### [Text provided]
==*==

Material from the Schools’ Collection has been published on an ongoing basis on dúchas.ie since the end of 2013 and all volumes from the Collection, covering all 26 counties, will be available by the end of 2016. Folklore material from Dublin, Mayo, Donegal, Waterford, Galway, Leitrim, Kildare, Kerry, Sligo, Limerick, Monaghan, Laois, Kilkenny, Louth and Tipperary has already been made available on the site since the end of 2013. dúchas.ie is the result of a partnership, beginning in 2012, between the National Folklore Collection (UCD), Fiontar (DCU) and the Department of Arts, Heritage and the Gaeltacht.

==*==

Object position labeling entries
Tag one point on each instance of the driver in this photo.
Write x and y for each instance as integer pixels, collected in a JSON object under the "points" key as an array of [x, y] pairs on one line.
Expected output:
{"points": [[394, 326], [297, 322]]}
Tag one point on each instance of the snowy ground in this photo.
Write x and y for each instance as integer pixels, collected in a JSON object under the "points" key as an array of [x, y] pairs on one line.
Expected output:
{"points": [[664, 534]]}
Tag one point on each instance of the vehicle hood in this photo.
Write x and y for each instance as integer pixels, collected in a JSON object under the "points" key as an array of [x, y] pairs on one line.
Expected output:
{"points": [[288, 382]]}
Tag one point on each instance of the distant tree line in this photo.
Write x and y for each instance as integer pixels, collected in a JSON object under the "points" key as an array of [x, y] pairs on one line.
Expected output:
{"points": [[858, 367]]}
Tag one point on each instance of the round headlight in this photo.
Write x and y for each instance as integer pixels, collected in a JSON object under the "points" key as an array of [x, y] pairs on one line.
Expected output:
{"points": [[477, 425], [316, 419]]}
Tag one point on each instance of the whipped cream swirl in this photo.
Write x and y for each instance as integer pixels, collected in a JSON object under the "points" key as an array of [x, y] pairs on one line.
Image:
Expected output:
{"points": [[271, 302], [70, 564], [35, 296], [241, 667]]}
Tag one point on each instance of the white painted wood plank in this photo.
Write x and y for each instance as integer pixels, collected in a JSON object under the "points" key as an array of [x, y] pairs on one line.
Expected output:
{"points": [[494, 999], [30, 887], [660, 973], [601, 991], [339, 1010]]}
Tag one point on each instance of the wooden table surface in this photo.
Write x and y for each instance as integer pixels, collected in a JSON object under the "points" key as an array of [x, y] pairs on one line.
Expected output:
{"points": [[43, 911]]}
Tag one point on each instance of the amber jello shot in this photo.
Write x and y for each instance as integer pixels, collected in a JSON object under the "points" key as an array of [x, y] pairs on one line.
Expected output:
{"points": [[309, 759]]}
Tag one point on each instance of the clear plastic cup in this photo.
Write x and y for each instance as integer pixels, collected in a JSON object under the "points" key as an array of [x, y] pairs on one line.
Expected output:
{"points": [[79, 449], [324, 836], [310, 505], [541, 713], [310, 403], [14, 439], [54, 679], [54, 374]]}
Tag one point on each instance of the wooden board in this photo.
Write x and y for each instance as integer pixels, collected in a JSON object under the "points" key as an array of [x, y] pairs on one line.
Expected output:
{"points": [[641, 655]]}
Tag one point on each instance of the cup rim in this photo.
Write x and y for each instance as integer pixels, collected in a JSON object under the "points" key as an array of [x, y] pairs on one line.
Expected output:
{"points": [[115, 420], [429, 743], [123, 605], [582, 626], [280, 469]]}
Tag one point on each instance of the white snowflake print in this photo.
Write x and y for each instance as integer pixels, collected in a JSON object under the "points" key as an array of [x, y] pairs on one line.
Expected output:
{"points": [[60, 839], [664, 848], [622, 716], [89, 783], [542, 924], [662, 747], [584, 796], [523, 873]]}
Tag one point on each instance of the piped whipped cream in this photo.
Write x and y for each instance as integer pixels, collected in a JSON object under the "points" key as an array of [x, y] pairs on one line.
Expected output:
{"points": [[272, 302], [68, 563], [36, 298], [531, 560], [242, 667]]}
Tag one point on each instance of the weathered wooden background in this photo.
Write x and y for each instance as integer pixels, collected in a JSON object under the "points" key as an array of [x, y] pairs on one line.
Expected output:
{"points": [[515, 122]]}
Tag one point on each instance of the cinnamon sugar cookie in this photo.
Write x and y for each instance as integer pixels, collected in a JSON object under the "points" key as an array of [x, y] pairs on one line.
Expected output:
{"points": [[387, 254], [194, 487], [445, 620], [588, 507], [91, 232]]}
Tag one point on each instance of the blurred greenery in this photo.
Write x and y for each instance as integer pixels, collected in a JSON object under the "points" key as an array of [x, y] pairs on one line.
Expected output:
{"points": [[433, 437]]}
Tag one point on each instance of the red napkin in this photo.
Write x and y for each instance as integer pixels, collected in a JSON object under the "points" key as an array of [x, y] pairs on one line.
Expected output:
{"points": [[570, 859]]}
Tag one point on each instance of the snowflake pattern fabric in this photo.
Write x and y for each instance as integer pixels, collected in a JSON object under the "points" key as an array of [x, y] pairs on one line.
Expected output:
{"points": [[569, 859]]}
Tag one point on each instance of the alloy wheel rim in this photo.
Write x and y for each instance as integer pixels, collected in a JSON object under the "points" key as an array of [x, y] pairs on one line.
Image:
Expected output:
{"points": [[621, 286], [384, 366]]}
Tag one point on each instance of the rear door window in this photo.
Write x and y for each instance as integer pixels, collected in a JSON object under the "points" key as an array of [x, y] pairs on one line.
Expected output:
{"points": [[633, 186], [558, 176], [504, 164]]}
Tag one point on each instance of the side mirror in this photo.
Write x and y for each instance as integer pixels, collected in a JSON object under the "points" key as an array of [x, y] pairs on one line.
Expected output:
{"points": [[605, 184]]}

==*==

### [To be done]
- A) Collect every line of the records that contains the string "white", treating case as significant.
- B) Resume the passage about the Schools' Collection on dúchas.ie, carrying it on from its final sentence.

### [Per-task answers]
- A)
Tag one point on each instance of the white painted wood plank in this photo.
Tag one point on each instance of the white snowflake print in this photo.

- B)
The site will be of interest to a great many Irish people and to the Irish diaspora. For specialist researchers in the fields of folkloristics, local history, archaeology, genealogy, linguistics, and a range of other disciplines, dúchas.ie offers considerable research potential. The site can currently be searched by place or by person, and a search facility according to topic will be made available this year. Almost 170 schools in Co. Clare took part in the scheme and 49 volumes of material were compiled.
Some examples: Stories from County Clare
Biddy Early has been a topic of debate and fascination in County Clare for the last 200 years. She is mentioned in stories collected in County Galway and also in County Tipperary as well as in stories collected in her native Clare.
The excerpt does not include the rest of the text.